Data records

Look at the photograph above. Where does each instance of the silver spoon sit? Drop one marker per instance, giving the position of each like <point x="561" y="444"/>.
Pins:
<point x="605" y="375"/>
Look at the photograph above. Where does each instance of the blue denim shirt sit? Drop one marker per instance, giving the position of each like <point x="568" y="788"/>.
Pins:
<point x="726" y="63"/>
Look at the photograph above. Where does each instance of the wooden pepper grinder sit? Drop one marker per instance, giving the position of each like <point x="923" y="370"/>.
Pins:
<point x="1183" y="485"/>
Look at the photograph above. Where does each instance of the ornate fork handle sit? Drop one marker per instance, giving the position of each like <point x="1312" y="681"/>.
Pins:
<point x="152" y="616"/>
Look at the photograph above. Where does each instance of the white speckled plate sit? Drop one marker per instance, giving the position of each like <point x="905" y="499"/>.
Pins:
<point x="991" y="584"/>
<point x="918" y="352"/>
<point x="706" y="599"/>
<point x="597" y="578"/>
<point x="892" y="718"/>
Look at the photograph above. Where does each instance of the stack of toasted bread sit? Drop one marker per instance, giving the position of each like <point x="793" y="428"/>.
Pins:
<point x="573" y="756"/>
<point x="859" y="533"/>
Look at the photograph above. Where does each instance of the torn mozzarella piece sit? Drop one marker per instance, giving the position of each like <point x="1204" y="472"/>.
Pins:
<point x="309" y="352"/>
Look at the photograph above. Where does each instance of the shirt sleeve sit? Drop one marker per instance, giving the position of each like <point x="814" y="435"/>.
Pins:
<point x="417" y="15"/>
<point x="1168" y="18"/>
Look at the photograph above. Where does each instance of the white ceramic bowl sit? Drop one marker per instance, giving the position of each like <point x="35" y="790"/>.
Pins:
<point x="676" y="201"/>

YOUR GOAL: Each line in the entries above that includes the string "shirt" should be extracted.

EXERCISE RESULT:
Look at the photograph above. Where does each instance of the blue denim shirt sit? Drop one marker per instance, giving the position of each like <point x="568" y="788"/>.
Look at the photograph above. Where does each instance of the shirt sleeve sit? Drop one marker per instance, giving the position of each like <point x="814" y="435"/>.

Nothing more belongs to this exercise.